[PASSAGE GIVEN]

################

For the discriminator, the simplified swin transformer is used to conduct the dichotomous classification task. As shown in Figs. 2(a) and 4, in the original swin transformer, the feature extraction is a total of 4 stages, and the dimensions of the input data are transformed from $H\times W\times 3$ to the feature maps ${H}/{32}\times {W}/{32}\times \text{8}\,C$ after extracting features. In our simplified swin transformer (discriminator), we employ only the first two stages of the original swin transformer as the feature extraction module of the discriminator, and the dimensions of the input data are transformed from $H\times W\times 3$ to the feature maps ${H}/{8}\times {W}/{8}\times \text{2}\,C$ after extracting features. Then, the feature maps ${H}/{8}\times {W}/{8}\times \text{2}\,C$ from the feature extraction module are used directly for classification by a linear layer. It is worthwhile to note that instead of the standard discriminator, we use the relativistic average discriminator, which estimates the probability that the real image is relatively more realistic than the fake image. Its concrete implementation is described in the loss function.

Fig. 4.

Illustration of the simplified swin transformer (discriminator).

Show All

D. Use of Swin Transformer in SWCGAN

To address the challenges involved in the application of CNNs and transformers to the image field, the swin transformer proposed a shifted windows operation that included nonoverlapping local windows and overlapping cross-window connections to restrict the attentional computation to a single window, which can allow the model to enjoy the advantages of CNN convolutional operations on the one hand and to save computational effort on the other hand.

As shown in Fig. 4, the whole model adopts a hierarchical design, where the model contains a total of four stages, each of which reduces the resolution of the input feature map and expands the receptive field layer by layer like a CNN. First, compared with vision transformer [23], [29], patch partitioning becomes an optional operation due to the window self-attention mechanism, which greatly increases the flexibility of the model. Second, there is a patch merging operation before performing swin transformer block, which serves to perform downsampling. It is used to reduce the resolution, adjust the number of channels, and save computational effort. In patch merging, the features of each group of $2\times 2$ neighboring patches are concatenated together as a whole tensor, and a linear layer is applied to these $\text{4}\,C$-dimensional concatenated features, reducing its output dimension to $\text{2}\,C$. Third, the architecture of the STB is similar to that of the transformer block, except that the standard multihead self-attention module in the transformer block is replaced with a module built on the shifted windows, and the other layers remain the same.

################

[CHALLENGES]
A) According to the swin transformer passage, what does the discriminator use in place of the standard discriminator?
B) Please reproduce the stretch of the swin transformer passage from "To address the" through "the other hand.".
C) Carry on with the swin transformer passage from the point where it stops.

(Collection entries)
################

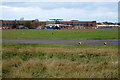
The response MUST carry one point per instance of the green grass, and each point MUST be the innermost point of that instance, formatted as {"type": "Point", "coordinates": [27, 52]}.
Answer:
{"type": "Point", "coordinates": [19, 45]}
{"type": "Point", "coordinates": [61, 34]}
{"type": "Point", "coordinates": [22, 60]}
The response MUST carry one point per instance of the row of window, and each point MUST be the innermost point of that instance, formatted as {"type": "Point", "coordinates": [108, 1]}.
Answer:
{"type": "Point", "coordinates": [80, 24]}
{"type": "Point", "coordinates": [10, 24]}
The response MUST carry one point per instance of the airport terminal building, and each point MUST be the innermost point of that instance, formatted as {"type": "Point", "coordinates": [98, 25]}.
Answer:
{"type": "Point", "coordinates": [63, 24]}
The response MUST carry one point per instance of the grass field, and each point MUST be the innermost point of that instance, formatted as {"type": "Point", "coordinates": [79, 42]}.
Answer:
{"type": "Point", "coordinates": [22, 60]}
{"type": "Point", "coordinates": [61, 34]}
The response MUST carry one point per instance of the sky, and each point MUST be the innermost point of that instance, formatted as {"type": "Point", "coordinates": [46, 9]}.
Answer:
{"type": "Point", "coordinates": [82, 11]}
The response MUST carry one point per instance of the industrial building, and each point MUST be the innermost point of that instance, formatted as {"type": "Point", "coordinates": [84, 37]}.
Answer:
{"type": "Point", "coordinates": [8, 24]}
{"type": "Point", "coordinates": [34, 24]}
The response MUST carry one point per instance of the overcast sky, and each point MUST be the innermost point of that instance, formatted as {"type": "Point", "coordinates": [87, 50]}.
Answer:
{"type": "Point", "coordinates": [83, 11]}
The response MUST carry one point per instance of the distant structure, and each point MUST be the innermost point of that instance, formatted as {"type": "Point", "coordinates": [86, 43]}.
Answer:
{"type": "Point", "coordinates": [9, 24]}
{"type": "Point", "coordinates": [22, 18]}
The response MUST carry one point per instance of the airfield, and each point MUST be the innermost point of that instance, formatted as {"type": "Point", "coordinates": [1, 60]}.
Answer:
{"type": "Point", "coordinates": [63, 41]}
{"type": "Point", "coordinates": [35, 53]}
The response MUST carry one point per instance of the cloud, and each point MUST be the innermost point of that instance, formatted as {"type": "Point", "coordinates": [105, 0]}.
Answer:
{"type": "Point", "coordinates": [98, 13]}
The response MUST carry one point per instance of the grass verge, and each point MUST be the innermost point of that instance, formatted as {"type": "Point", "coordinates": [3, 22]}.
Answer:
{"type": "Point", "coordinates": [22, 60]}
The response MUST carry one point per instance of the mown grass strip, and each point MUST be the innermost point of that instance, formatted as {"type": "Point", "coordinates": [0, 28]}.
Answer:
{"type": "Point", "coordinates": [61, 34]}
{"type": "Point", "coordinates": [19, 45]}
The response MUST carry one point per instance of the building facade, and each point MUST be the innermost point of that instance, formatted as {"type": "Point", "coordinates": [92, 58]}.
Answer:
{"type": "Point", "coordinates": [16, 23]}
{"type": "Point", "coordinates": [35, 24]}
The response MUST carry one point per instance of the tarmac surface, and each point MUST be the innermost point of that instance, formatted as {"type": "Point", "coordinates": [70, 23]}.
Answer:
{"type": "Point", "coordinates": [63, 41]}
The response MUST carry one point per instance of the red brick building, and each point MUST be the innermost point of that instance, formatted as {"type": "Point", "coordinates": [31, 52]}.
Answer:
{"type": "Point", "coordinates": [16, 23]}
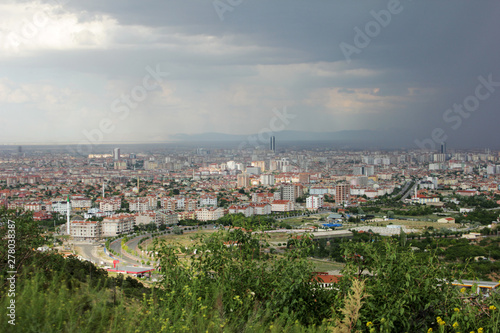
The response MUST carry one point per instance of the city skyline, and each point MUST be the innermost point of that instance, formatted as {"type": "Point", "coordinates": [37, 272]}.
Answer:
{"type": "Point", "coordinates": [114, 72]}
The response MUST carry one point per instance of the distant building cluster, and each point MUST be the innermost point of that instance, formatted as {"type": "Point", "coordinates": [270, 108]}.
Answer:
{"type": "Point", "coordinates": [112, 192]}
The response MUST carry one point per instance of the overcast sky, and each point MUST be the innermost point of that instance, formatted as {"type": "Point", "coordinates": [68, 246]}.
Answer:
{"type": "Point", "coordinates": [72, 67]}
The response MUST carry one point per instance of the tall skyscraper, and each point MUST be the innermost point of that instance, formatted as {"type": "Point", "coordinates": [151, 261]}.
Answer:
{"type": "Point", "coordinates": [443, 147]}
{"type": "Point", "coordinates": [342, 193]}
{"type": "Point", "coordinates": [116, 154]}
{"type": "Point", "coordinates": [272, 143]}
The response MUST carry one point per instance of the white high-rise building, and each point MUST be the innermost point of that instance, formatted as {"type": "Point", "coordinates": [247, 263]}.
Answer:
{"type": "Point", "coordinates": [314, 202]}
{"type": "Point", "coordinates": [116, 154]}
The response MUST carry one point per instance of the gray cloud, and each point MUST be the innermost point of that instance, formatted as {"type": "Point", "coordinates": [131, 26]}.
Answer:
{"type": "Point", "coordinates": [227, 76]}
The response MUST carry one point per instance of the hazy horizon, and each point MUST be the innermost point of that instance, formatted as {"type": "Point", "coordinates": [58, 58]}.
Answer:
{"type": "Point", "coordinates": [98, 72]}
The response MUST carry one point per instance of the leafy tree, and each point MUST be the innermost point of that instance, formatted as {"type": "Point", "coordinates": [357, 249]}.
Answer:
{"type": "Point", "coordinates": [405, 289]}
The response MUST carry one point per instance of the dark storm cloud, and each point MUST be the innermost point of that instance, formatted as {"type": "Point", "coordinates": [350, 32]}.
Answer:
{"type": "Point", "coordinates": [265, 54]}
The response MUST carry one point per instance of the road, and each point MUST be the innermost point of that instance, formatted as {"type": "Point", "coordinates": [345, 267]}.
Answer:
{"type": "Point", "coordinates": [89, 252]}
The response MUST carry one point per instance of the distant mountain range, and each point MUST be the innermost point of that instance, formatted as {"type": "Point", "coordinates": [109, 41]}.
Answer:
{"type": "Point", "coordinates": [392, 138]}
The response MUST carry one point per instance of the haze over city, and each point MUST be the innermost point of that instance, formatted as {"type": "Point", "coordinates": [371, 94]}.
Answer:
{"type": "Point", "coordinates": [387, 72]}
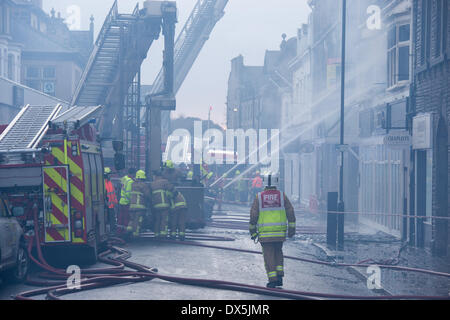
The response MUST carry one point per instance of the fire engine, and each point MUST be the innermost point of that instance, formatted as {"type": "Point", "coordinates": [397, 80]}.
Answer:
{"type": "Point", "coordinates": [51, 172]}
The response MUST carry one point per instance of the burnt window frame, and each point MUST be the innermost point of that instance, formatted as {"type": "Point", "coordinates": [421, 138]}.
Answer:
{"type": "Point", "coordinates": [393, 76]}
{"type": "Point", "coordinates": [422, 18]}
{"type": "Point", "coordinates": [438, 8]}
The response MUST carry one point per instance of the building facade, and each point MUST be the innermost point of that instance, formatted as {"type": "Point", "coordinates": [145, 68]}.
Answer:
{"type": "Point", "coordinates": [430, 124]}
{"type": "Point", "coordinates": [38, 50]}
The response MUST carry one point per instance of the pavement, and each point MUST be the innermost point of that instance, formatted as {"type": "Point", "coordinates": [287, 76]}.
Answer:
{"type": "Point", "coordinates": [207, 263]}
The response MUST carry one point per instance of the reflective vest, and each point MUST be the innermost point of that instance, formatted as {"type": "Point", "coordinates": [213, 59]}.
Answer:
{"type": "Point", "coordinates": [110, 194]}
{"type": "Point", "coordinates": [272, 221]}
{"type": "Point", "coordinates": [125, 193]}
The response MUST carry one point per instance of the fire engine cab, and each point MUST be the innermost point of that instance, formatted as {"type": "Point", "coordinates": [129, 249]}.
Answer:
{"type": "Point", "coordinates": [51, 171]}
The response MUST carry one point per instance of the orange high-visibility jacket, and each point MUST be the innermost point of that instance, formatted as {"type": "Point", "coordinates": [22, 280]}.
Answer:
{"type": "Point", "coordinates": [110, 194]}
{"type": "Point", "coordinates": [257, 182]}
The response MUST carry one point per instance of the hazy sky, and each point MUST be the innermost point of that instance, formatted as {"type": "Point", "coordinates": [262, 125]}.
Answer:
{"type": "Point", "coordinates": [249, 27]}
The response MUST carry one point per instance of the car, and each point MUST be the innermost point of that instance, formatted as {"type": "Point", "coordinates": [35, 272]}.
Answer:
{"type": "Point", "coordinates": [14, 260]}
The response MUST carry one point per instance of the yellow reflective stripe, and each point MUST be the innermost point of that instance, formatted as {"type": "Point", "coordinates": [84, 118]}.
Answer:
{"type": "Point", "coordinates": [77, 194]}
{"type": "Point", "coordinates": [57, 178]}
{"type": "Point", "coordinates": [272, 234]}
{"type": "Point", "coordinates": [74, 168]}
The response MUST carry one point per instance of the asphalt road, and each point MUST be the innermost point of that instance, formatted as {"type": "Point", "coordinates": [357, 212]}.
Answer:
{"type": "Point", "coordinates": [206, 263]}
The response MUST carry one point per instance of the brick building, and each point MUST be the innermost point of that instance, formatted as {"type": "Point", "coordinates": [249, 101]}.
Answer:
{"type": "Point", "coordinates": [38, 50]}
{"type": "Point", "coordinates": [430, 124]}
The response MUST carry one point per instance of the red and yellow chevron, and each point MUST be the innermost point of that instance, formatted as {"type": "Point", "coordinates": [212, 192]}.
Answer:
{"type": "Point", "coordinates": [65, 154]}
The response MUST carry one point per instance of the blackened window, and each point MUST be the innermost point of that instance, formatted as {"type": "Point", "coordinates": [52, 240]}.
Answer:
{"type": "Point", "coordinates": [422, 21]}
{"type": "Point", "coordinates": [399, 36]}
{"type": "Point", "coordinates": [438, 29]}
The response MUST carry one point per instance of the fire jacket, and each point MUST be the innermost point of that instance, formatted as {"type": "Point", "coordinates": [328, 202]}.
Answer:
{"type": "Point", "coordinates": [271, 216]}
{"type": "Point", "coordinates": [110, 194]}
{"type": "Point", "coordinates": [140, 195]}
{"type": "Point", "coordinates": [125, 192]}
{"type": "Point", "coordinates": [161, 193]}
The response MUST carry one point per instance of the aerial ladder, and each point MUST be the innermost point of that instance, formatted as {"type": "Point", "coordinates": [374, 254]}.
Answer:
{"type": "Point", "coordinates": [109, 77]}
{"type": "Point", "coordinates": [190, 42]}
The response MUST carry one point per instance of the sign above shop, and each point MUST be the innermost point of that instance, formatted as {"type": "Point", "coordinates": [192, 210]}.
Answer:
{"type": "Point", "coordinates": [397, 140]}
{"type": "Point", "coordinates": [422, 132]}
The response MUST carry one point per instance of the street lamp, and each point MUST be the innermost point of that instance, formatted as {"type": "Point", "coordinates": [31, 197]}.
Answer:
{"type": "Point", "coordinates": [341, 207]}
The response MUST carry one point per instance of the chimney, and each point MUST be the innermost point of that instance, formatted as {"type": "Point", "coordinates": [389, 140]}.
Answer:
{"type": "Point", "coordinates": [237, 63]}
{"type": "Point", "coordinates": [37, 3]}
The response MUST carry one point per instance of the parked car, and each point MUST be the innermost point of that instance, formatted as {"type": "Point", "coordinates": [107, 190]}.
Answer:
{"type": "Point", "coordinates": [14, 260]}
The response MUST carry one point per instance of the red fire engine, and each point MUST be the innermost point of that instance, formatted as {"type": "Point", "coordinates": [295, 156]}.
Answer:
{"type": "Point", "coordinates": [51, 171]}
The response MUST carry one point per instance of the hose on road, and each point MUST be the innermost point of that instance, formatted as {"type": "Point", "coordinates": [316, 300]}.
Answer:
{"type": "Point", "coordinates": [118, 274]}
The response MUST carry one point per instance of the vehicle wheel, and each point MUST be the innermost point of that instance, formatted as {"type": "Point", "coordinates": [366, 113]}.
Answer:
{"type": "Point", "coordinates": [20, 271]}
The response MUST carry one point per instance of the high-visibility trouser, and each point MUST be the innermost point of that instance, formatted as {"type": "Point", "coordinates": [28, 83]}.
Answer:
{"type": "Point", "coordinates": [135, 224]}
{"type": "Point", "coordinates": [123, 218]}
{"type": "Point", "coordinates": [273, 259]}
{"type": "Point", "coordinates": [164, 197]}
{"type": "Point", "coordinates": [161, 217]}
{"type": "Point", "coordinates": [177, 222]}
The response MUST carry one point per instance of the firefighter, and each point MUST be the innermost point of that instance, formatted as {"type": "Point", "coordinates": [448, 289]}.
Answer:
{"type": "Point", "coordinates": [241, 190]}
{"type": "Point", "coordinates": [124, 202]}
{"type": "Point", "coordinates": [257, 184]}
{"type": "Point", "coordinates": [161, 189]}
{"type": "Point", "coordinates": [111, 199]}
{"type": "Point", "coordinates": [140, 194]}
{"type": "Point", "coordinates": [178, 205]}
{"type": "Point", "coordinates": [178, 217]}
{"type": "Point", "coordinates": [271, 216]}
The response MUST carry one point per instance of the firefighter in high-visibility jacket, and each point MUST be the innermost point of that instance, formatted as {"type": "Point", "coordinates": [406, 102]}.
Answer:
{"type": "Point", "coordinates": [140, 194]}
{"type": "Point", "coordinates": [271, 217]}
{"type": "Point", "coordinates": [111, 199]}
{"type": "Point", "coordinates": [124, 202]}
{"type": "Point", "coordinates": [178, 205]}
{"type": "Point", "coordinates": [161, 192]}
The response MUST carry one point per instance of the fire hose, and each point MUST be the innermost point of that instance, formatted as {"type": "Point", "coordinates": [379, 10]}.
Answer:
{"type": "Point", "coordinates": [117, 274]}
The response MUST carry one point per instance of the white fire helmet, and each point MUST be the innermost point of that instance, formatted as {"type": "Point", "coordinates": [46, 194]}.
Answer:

################

[REPLIES]
A) It uses the relativistic average discriminator.

B)
To address the challenges involved in the application of CNNs and transformers to the image field, the swin transformer proposed a shifted windows operation that included nonoverlapping local windows and overlapping cross-window connections to restrict the attentional computation to a single window, which can allow the model to enjoy the advantages of CNN convolutional operations on the one hand and to save computational effort on the other hand.

C)
To solve the problem of high computational complexity caused by the global-based calculation of attention in the traditional transformer, the swin transformer reduces the complexity of the algorithm by the window attention, limiting the computation of attention to each window. The equation for computing self-attention is as follows: \begin{equation*} A(Q,K,V)=\text{Softmax}\left(\frac{QK^{T}}{\sqrt{d}}+B\right)V \tag{2} \end{equation*} View Sourcewhere $Q$, $K$, and $V\in {\mathbb {R}}^{M^{2}\times d}$ indicate the query, key, and value matrices, $B\in {\mathbb {R}}^{M^{2}\times M^{2}}$ indicates a relative position bias; $d$ represents the $\frac{Q}{K}$ dimension, and $M^{2}$ represents the number of patches in a window ($(M,M)$ is the window size). In the computation of self-attention, the relative position is critical.

The abovementioned window self-attention is calculated for each window. To allow different windows to interact with one another, a unique method called shifted window is adopted in swin transformer. As shown in Fig. 5, there is an illustration of the shifted window approach. First, a regular window partitioning scheme is adopted in layer Layer (the feature map is divided evenly into $2 \times 2$ windows of size $4\times 4$). Then, it can be noticed that the window partitioning scheme has been altered in layer $\text{Layer}+1$, where the window partitioning is shifted in such a way that the shifted window contains the features of the original neighboring window.

Fig. 5.

Illustration of the shifted window approach.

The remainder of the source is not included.